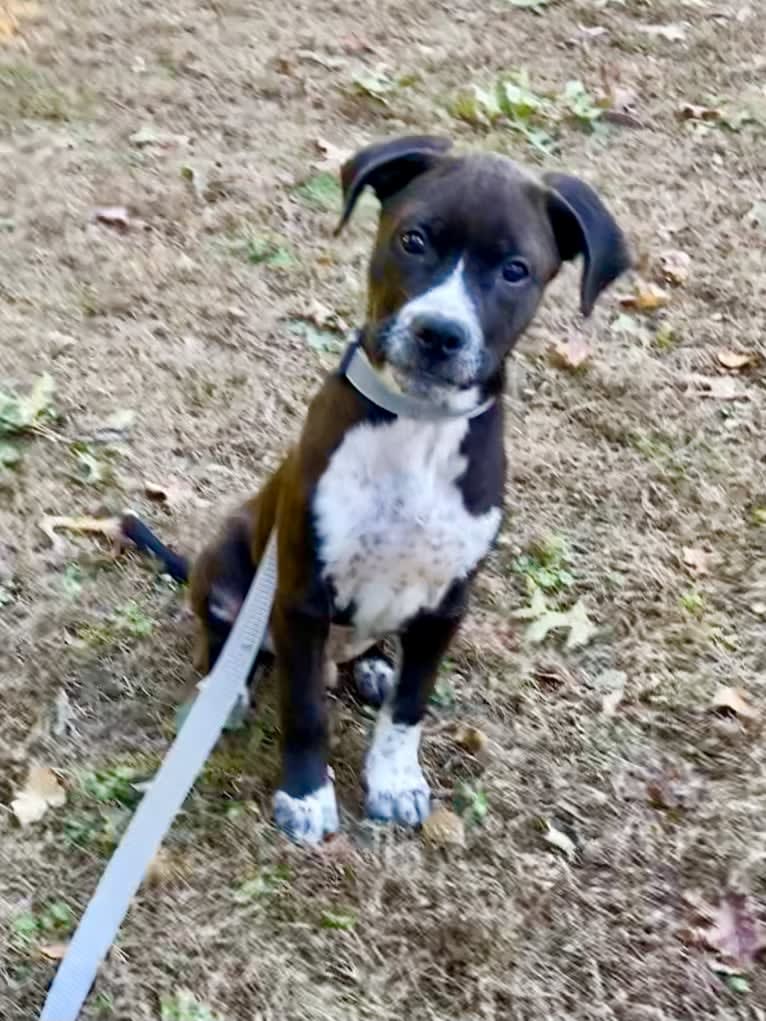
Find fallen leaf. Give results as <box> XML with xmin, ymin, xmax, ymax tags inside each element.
<box><xmin>452</xmin><ymin>724</ymin><xmax>489</xmax><ymax>756</ymax></box>
<box><xmin>544</xmin><ymin>821</ymin><xmax>577</xmax><ymax>861</ymax></box>
<box><xmin>682</xmin><ymin>547</ymin><xmax>711</xmax><ymax>576</ymax></box>
<box><xmin>711</xmin><ymin>686</ymin><xmax>759</xmax><ymax>721</ymax></box>
<box><xmin>422</xmin><ymin>806</ymin><xmax>466</xmax><ymax>848</ymax></box>
<box><xmin>0</xmin><ymin>373</ymin><xmax>54</xmax><ymax>437</ymax></box>
<box><xmin>92</xmin><ymin>206</ymin><xmax>130</xmax><ymax>230</ymax></box>
<box><xmin>597</xmin><ymin>65</ymin><xmax>643</xmax><ymax>127</ymax></box>
<box><xmin>639</xmin><ymin>23</ymin><xmax>687</xmax><ymax>42</ymax></box>
<box><xmin>550</xmin><ymin>336</ymin><xmax>592</xmax><ymax>370</ymax></box>
<box><xmin>319</xmin><ymin>911</ymin><xmax>356</xmax><ymax>930</ymax></box>
<box><xmin>601</xmin><ymin>686</ymin><xmax>624</xmax><ymax>719</ymax></box>
<box><xmin>716</xmin><ymin>349</ymin><xmax>753</xmax><ymax>370</ymax></box>
<box><xmin>11</xmin><ymin>766</ymin><xmax>66</xmax><ymax>827</ymax></box>
<box><xmin>679</xmin><ymin>103</ymin><xmax>722</xmax><ymax>122</ymax></box>
<box><xmin>39</xmin><ymin>942</ymin><xmax>69</xmax><ymax>961</ymax></box>
<box><xmin>351</xmin><ymin>68</ymin><xmax>398</xmax><ymax>104</ymax></box>
<box><xmin>703</xmin><ymin>893</ymin><xmax>766</xmax><ymax>969</ymax></box>
<box><xmin>657</xmin><ymin>249</ymin><xmax>691</xmax><ymax>286</ymax></box>
<box><xmin>312</xmin><ymin>137</ymin><xmax>352</xmax><ymax>172</ymax></box>
<box><xmin>619</xmin><ymin>281</ymin><xmax>670</xmax><ymax>312</ymax></box>
<box><xmin>610</xmin><ymin>313</ymin><xmax>649</xmax><ymax>340</ymax></box>
<box><xmin>0</xmin><ymin>0</ymin><xmax>40</xmax><ymax>41</ymax></box>
<box><xmin>564</xmin><ymin>600</ymin><xmax>598</xmax><ymax>649</ymax></box>
<box><xmin>513</xmin><ymin>591</ymin><xmax>596</xmax><ymax>649</ymax></box>
<box><xmin>145</xmin><ymin>479</ymin><xmax>194</xmax><ymax>512</ymax></box>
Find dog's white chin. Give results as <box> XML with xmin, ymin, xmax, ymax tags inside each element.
<box><xmin>380</xmin><ymin>363</ymin><xmax>482</xmax><ymax>415</ymax></box>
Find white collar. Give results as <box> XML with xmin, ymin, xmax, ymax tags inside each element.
<box><xmin>344</xmin><ymin>345</ymin><xmax>495</xmax><ymax>422</ymax></box>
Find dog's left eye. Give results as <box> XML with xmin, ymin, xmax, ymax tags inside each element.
<box><xmin>400</xmin><ymin>230</ymin><xmax>427</xmax><ymax>256</ymax></box>
<box><xmin>502</xmin><ymin>257</ymin><xmax>530</xmax><ymax>284</ymax></box>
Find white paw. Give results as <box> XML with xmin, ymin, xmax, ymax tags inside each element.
<box><xmin>364</xmin><ymin>710</ymin><xmax>431</xmax><ymax>826</ymax></box>
<box><xmin>273</xmin><ymin>780</ymin><xmax>339</xmax><ymax>845</ymax></box>
<box><xmin>354</xmin><ymin>656</ymin><xmax>395</xmax><ymax>706</ymax></box>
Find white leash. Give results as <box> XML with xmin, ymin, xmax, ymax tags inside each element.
<box><xmin>40</xmin><ymin>532</ymin><xmax>278</xmax><ymax>1021</ymax></box>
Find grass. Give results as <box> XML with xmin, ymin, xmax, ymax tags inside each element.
<box><xmin>2</xmin><ymin>1</ymin><xmax>765</xmax><ymax>1019</ymax></box>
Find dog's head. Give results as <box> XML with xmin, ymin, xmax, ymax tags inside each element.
<box><xmin>337</xmin><ymin>135</ymin><xmax>631</xmax><ymax>405</ymax></box>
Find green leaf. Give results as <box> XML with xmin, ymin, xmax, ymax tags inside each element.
<box><xmin>245</xmin><ymin>237</ymin><xmax>296</xmax><ymax>270</ymax></box>
<box><xmin>507</xmin><ymin>0</ymin><xmax>551</xmax><ymax>10</ymax></box>
<box><xmin>0</xmin><ymin>373</ymin><xmax>55</xmax><ymax>436</ymax></box>
<box><xmin>454</xmin><ymin>782</ymin><xmax>489</xmax><ymax>826</ymax></box>
<box><xmin>61</xmin><ymin>564</ymin><xmax>83</xmax><ymax>599</ymax></box>
<box><xmin>12</xmin><ymin>912</ymin><xmax>40</xmax><ymax>940</ymax></box>
<box><xmin>71</xmin><ymin>447</ymin><xmax>105</xmax><ymax>485</ymax></box>
<box><xmin>234</xmin><ymin>865</ymin><xmax>290</xmax><ymax>903</ymax></box>
<box><xmin>286</xmin><ymin>319</ymin><xmax>345</xmax><ymax>354</ymax></box>
<box><xmin>320</xmin><ymin>911</ymin><xmax>356</xmax><ymax>930</ymax></box>
<box><xmin>724</xmin><ymin>974</ymin><xmax>750</xmax><ymax>995</ymax></box>
<box><xmin>0</xmin><ymin>441</ymin><xmax>21</xmax><ymax>466</ymax></box>
<box><xmin>293</xmin><ymin>172</ymin><xmax>342</xmax><ymax>211</ymax></box>
<box><xmin>351</xmin><ymin>69</ymin><xmax>398</xmax><ymax>103</ymax></box>
<box><xmin>513</xmin><ymin>592</ymin><xmax>596</xmax><ymax>649</ymax></box>
<box><xmin>160</xmin><ymin>990</ymin><xmax>224</xmax><ymax>1021</ymax></box>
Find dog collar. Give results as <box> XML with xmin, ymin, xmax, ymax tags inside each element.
<box><xmin>344</xmin><ymin>344</ymin><xmax>495</xmax><ymax>421</ymax></box>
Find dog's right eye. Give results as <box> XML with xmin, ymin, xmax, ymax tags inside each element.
<box><xmin>400</xmin><ymin>230</ymin><xmax>427</xmax><ymax>256</ymax></box>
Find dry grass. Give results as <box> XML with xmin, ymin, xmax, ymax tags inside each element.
<box><xmin>1</xmin><ymin>0</ymin><xmax>766</xmax><ymax>1018</ymax></box>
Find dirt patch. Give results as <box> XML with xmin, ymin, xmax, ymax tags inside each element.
<box><xmin>1</xmin><ymin>1</ymin><xmax>765</xmax><ymax>1019</ymax></box>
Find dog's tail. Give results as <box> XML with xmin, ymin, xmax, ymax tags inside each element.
<box><xmin>120</xmin><ymin>512</ymin><xmax>190</xmax><ymax>583</ymax></box>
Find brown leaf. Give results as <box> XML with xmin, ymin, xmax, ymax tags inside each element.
<box><xmin>618</xmin><ymin>281</ymin><xmax>670</xmax><ymax>312</ymax></box>
<box><xmin>550</xmin><ymin>336</ymin><xmax>592</xmax><ymax>370</ymax></box>
<box><xmin>452</xmin><ymin>724</ymin><xmax>489</xmax><ymax>757</ymax></box>
<box><xmin>703</xmin><ymin>893</ymin><xmax>766</xmax><ymax>969</ymax></box>
<box><xmin>710</xmin><ymin>686</ymin><xmax>759</xmax><ymax>721</ymax></box>
<box><xmin>39</xmin><ymin>942</ymin><xmax>69</xmax><ymax>961</ymax></box>
<box><xmin>679</xmin><ymin>103</ymin><xmax>722</xmax><ymax>122</ymax></box>
<box><xmin>11</xmin><ymin>766</ymin><xmax>66</xmax><ymax>827</ymax></box>
<box><xmin>657</xmin><ymin>249</ymin><xmax>691</xmax><ymax>286</ymax></box>
<box><xmin>682</xmin><ymin>547</ymin><xmax>711</xmax><ymax>577</ymax></box>
<box><xmin>312</xmin><ymin>137</ymin><xmax>352</xmax><ymax>172</ymax></box>
<box><xmin>144</xmin><ymin>479</ymin><xmax>194</xmax><ymax>512</ymax></box>
<box><xmin>422</xmin><ymin>806</ymin><xmax>466</xmax><ymax>848</ymax></box>
<box><xmin>597</xmin><ymin>66</ymin><xmax>643</xmax><ymax>128</ymax></box>
<box><xmin>92</xmin><ymin>206</ymin><xmax>131</xmax><ymax>230</ymax></box>
<box><xmin>716</xmin><ymin>349</ymin><xmax>753</xmax><ymax>370</ymax></box>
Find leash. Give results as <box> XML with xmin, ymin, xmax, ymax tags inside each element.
<box><xmin>39</xmin><ymin>532</ymin><xmax>278</xmax><ymax>1021</ymax></box>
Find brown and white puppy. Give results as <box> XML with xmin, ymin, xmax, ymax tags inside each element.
<box><xmin>122</xmin><ymin>135</ymin><xmax>631</xmax><ymax>844</ymax></box>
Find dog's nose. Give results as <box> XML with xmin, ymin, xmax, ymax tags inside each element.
<box><xmin>412</xmin><ymin>314</ymin><xmax>469</xmax><ymax>360</ymax></box>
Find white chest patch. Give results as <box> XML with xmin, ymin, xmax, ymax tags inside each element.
<box><xmin>314</xmin><ymin>416</ymin><xmax>501</xmax><ymax>642</ymax></box>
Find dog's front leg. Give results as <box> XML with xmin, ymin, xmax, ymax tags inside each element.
<box><xmin>364</xmin><ymin>597</ymin><xmax>465</xmax><ymax>827</ymax></box>
<box><xmin>271</xmin><ymin>600</ymin><xmax>338</xmax><ymax>844</ymax></box>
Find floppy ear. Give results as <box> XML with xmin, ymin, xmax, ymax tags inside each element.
<box><xmin>543</xmin><ymin>172</ymin><xmax>632</xmax><ymax>317</ymax></box>
<box><xmin>335</xmin><ymin>135</ymin><xmax>452</xmax><ymax>235</ymax></box>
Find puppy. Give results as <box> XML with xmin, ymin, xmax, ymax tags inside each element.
<box><xmin>123</xmin><ymin>135</ymin><xmax>631</xmax><ymax>844</ymax></box>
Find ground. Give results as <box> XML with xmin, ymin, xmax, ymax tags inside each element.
<box><xmin>1</xmin><ymin>0</ymin><xmax>765</xmax><ymax>1018</ymax></box>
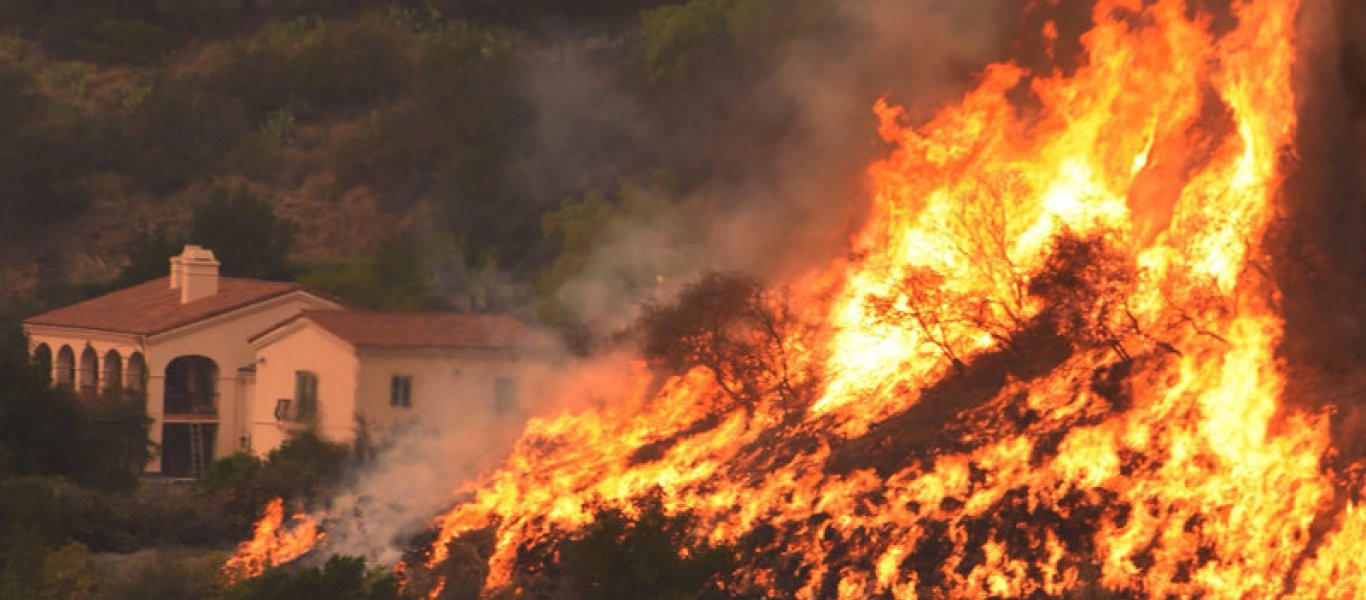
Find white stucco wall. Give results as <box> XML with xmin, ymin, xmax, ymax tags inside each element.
<box><xmin>143</xmin><ymin>292</ymin><xmax>340</xmax><ymax>468</ymax></box>
<box><xmin>249</xmin><ymin>319</ymin><xmax>558</xmax><ymax>457</ymax></box>
<box><xmin>353</xmin><ymin>347</ymin><xmax>532</xmax><ymax>440</ymax></box>
<box><xmin>250</xmin><ymin>321</ymin><xmax>360</xmax><ymax>455</ymax></box>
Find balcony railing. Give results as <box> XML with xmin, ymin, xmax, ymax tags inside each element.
<box><xmin>164</xmin><ymin>390</ymin><xmax>218</xmax><ymax>416</ymax></box>
<box><xmin>272</xmin><ymin>397</ymin><xmax>317</xmax><ymax>425</ymax></box>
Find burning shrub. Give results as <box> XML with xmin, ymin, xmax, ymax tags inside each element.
<box><xmin>1026</xmin><ymin>234</ymin><xmax>1137</xmax><ymax>357</ymax></box>
<box><xmin>196</xmin><ymin>432</ymin><xmax>353</xmax><ymax>538</ymax></box>
<box><xmin>218</xmin><ymin>555</ymin><xmax>407</xmax><ymax>600</ymax></box>
<box><xmin>864</xmin><ymin>266</ymin><xmax>976</xmax><ymax>371</ymax></box>
<box><xmin>639</xmin><ymin>272</ymin><xmax>808</xmax><ymax>412</ymax></box>
<box><xmin>504</xmin><ymin>490</ymin><xmax>736</xmax><ymax>600</ymax></box>
<box><xmin>866</xmin><ymin>233</ymin><xmax>1139</xmax><ymax>370</ymax></box>
<box><xmin>413</xmin><ymin>527</ymin><xmax>495</xmax><ymax>600</ymax></box>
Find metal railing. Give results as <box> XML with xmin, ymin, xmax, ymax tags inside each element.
<box><xmin>163</xmin><ymin>390</ymin><xmax>219</xmax><ymax>416</ymax></box>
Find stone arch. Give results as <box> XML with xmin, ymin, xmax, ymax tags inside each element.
<box><xmin>164</xmin><ymin>355</ymin><xmax>218</xmax><ymax>415</ymax></box>
<box><xmin>55</xmin><ymin>345</ymin><xmax>75</xmax><ymax>388</ymax></box>
<box><xmin>125</xmin><ymin>352</ymin><xmax>146</xmax><ymax>393</ymax></box>
<box><xmin>102</xmin><ymin>350</ymin><xmax>123</xmax><ymax>392</ymax></box>
<box><xmin>78</xmin><ymin>346</ymin><xmax>98</xmax><ymax>395</ymax></box>
<box><xmin>32</xmin><ymin>343</ymin><xmax>52</xmax><ymax>384</ymax></box>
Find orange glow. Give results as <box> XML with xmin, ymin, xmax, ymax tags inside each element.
<box><xmin>222</xmin><ymin>497</ymin><xmax>322</xmax><ymax>582</ymax></box>
<box><xmin>227</xmin><ymin>0</ymin><xmax>1358</xmax><ymax>596</ymax></box>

Assignment: Please copy exactly, and only, the lines running from the one containing "Find orange glow." through the end of the listing.

Expected answer:
Find orange glow. Give results as <box> XML with xmin, ymin, xmax, ymax tags inside each element.
<box><xmin>222</xmin><ymin>497</ymin><xmax>322</xmax><ymax>582</ymax></box>
<box><xmin>227</xmin><ymin>0</ymin><xmax>1358</xmax><ymax>596</ymax></box>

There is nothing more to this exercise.